■ **Work task A**:
Decide whether each statement below agrees with the passage on long-haul flying with kids. Answer yes or no for (i), (ii) and (iii), and quote the words of the passage that decide each one.

(i) The woman mentioned is a qualified early childhood educator.
(ii) Her children made heavy use of the bags she had packed for them.
(iii) Minecraft was installed on the Boy Child's iPad before the trip.
■ **Work task B**: Write out the part of the passage on long-haul flying with kids that opens with the words containing "Then she dissolved" and closes with "I’m so confused.)".

Text segment: Begin

I mean, this woman is an actual qualified early childhood educator so maybe I’m was doing something right?

Then she dissolved into laughter and further recalled how once her kids were on the plane and had their seatback screen/personal entertainment devices in hand, they were totally happy and content to get on with the process of flying long-haul, and the only thing her hours of hard work really achieved was to create extra weight in their bags, which ended up being left – largely untouched – at their holiday destination as a result.

And now, having come through the other side of child-friendly, long-haul travel ourselves, I can concur that yep, I probably didn’t need to try so hard with all that stuff either.

The only thing I really should have done was learn how to play Minecraft, which we diligently installed on the Boy Child’s iPad before we left.

(Seriously though, send help. Like are you meant to eat the sheep or domesticate them? I’m so confused.)

That said, the lengths that I went to in preparing for our flight was nothing compared to the planning that has gone into our itinerary from here on in. There may or may not have been multiple spreadsheet tabs and graphic-based brainstorming maps. There were definitely multiple travel guides involved. Both online and hard copy.

Text segment: End
Information given: Begin

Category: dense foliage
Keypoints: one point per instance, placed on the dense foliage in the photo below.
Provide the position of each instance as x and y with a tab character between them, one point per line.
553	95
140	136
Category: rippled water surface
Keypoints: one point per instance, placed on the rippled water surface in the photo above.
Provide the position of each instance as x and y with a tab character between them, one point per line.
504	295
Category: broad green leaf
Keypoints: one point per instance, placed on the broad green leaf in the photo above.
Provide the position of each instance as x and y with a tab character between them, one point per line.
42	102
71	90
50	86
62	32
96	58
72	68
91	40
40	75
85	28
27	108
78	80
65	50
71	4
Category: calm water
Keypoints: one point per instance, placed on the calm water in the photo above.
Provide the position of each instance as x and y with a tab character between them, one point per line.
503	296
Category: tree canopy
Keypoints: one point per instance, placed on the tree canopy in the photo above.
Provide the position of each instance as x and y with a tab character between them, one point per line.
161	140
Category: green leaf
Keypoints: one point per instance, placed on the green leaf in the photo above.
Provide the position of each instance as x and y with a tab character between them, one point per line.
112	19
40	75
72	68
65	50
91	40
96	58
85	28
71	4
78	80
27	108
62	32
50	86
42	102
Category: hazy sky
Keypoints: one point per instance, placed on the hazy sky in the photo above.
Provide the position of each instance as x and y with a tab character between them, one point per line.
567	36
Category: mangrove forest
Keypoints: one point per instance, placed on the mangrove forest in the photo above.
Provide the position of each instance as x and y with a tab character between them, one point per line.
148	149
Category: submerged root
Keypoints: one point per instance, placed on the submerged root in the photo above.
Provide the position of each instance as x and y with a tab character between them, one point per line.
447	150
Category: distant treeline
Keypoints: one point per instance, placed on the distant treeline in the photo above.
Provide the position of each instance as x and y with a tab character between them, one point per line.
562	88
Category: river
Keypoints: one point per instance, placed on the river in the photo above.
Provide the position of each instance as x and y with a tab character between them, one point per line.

Information given: End

■ **Answer box A**:
(i) Yes: "this woman is an actual qualified early childhood educator"
(ii) No: "ended up being left – largely untouched – at their holiday destination"
(iii) Yes: "we diligently installed on the Boy Child’s iPad before we left"

■ **Answer box B**:
Then she dissolved into laughter and further recalled how once her kids were on the plane and had their seatback screen/personal entertainment devices in hand, they were totally happy and content to get on with the process of flying long-haul, and the only thing her hours of hard work really achieved was to create extra weight in their bags, which ended up being left – largely untouched – at their holiday destination as a result.

And now, having come through the other side of child-friendly, long-haul travel ourselves, I can concur that yep, I probably didn’t need to try so hard with all that stuff either.

The only thing I really should have done was learn how to play Minecraft, which we diligently installed on the Boy Child’s iPad before we left.

(Seriously though, send help. Like are you meant to eat the sheep or domesticate them? I’m so confused.)